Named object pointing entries
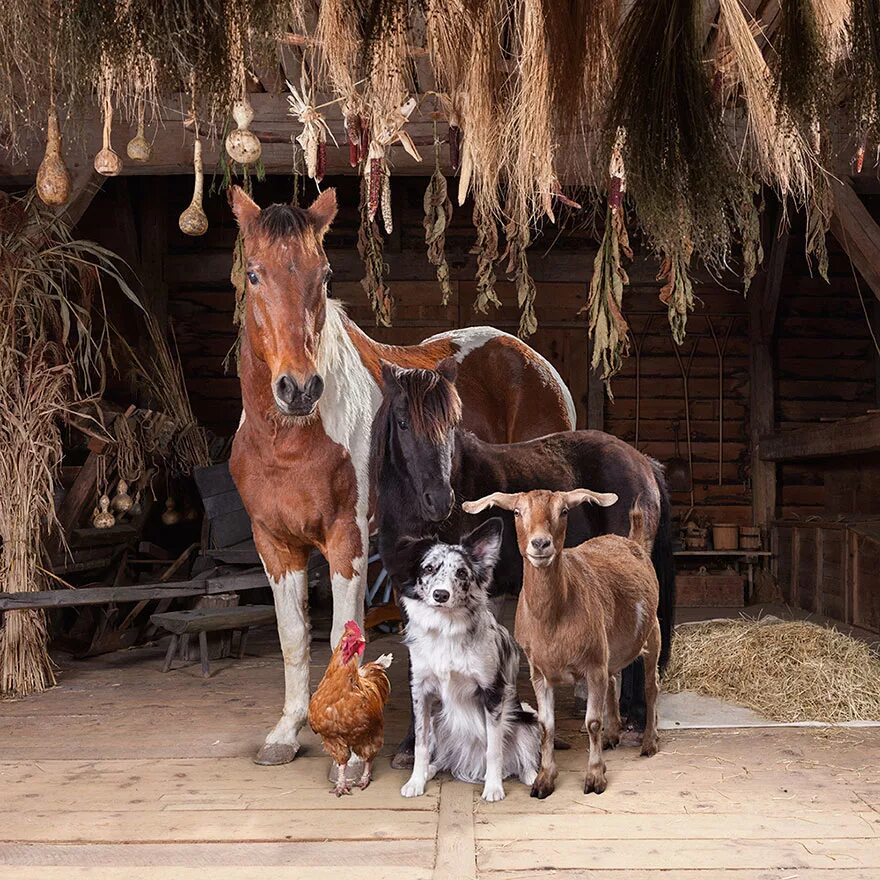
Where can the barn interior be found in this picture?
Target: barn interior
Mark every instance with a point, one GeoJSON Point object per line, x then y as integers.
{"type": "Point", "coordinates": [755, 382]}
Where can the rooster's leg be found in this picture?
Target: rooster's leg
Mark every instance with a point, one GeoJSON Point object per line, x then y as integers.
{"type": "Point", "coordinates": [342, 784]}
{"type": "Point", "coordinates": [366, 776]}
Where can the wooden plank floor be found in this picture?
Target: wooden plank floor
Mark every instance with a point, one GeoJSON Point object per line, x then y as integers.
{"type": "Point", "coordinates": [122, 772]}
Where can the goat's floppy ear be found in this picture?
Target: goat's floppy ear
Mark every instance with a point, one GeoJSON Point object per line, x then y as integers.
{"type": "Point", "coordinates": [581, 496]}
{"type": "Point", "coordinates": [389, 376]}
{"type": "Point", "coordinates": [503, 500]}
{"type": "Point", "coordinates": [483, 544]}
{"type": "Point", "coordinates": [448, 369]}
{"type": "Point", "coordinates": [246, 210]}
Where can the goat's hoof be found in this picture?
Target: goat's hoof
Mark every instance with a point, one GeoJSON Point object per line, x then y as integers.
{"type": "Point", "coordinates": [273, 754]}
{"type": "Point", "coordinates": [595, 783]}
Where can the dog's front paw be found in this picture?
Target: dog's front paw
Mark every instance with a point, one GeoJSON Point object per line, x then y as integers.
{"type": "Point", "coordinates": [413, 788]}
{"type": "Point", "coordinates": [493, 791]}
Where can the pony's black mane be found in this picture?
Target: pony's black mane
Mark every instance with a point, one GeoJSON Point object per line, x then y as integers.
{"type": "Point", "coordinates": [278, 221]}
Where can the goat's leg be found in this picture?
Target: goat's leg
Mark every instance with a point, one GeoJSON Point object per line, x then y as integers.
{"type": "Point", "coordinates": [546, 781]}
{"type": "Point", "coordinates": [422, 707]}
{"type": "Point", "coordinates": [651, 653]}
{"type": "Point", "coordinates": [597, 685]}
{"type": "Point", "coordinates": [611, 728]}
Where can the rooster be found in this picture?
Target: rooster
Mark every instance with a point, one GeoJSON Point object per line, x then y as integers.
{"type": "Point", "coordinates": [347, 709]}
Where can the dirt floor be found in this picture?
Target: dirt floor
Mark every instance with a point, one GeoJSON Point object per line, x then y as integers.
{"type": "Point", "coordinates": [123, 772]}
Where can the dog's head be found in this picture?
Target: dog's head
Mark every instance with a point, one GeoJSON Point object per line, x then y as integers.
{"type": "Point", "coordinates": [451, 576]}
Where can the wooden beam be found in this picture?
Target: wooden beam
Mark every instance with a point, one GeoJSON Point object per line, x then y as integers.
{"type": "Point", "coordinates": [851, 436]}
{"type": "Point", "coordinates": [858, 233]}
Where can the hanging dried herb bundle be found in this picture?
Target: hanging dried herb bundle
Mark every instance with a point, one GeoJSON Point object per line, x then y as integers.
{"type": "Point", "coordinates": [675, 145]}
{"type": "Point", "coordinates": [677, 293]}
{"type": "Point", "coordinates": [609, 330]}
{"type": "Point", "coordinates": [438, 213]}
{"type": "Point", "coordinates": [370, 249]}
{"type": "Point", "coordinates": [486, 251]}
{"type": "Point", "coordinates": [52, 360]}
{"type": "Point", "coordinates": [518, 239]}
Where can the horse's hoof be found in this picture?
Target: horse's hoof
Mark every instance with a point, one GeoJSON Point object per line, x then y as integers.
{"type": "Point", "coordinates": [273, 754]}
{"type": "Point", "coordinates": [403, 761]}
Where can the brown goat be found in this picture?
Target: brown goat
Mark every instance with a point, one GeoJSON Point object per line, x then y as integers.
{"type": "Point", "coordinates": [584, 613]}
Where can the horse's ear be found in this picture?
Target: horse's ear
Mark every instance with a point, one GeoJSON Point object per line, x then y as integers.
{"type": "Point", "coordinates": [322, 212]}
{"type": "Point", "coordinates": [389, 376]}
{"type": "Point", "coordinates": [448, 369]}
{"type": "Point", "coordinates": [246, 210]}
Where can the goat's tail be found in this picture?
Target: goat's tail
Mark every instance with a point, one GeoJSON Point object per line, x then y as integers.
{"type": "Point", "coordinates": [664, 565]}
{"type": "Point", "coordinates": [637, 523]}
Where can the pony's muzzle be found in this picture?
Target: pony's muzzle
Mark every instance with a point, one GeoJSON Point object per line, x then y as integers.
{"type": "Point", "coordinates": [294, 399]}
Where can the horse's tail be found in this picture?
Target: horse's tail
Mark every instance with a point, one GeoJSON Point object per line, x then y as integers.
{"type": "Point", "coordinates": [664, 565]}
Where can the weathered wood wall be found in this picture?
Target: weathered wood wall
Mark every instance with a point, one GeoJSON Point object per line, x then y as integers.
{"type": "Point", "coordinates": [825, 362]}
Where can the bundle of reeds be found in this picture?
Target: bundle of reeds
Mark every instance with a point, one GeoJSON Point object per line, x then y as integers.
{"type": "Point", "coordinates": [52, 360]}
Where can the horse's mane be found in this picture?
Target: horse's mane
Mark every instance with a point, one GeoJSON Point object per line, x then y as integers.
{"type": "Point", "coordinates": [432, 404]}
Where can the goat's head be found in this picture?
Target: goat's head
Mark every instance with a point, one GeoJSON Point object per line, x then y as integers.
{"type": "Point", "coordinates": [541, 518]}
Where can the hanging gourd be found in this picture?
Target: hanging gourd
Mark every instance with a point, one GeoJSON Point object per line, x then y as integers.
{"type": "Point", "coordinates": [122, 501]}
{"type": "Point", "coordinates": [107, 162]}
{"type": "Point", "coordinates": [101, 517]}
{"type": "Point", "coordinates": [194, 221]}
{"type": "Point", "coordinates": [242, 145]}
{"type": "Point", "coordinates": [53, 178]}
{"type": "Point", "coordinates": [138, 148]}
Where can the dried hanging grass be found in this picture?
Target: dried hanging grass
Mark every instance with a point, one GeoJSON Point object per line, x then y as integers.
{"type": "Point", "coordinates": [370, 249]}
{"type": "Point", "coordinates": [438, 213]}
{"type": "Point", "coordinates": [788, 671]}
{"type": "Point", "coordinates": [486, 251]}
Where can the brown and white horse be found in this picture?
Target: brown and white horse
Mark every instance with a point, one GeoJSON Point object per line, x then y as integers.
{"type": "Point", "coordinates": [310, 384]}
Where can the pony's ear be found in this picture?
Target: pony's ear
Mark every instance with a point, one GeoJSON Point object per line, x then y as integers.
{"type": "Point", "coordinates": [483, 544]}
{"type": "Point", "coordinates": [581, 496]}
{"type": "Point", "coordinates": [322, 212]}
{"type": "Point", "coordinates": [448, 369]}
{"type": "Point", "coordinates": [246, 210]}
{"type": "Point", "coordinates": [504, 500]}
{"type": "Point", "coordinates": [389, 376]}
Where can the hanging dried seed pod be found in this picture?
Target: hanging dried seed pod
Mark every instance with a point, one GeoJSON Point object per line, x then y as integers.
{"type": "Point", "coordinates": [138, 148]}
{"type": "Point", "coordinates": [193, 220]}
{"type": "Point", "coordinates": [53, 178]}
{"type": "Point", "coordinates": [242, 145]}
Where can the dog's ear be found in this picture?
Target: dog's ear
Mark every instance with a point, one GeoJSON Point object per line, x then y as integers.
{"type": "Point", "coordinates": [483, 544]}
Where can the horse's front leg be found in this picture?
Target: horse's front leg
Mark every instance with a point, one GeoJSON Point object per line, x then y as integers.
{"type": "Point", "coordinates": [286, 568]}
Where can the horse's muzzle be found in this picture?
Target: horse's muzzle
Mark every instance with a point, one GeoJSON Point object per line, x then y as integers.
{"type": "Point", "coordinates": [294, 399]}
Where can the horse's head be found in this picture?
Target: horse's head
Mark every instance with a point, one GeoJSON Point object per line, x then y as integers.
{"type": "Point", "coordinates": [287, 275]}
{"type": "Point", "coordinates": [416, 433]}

# Given instruction
Reproduce exactly the line that holds "Where can the horse's front", then every line after it, ending with the final line of the records above.

# Completed task
Where can the horse's front leg be found in this picture?
Target: horse's front leg
Mark every instance with a point, one GeoJSON Point object per line, x then y as integers.
{"type": "Point", "coordinates": [286, 568]}
Where can the horse's muzzle be found in this picture?
Target: horse's muzzle
Mark every instance with a point, one GeoJSON Point object per line, x then y as integers.
{"type": "Point", "coordinates": [294, 399]}
Where can the horse's head be found in this picture?
Target: horse's head
Mark every instance with a point, one GeoJSON Point object per line, x then y as integers.
{"type": "Point", "coordinates": [287, 275]}
{"type": "Point", "coordinates": [416, 433]}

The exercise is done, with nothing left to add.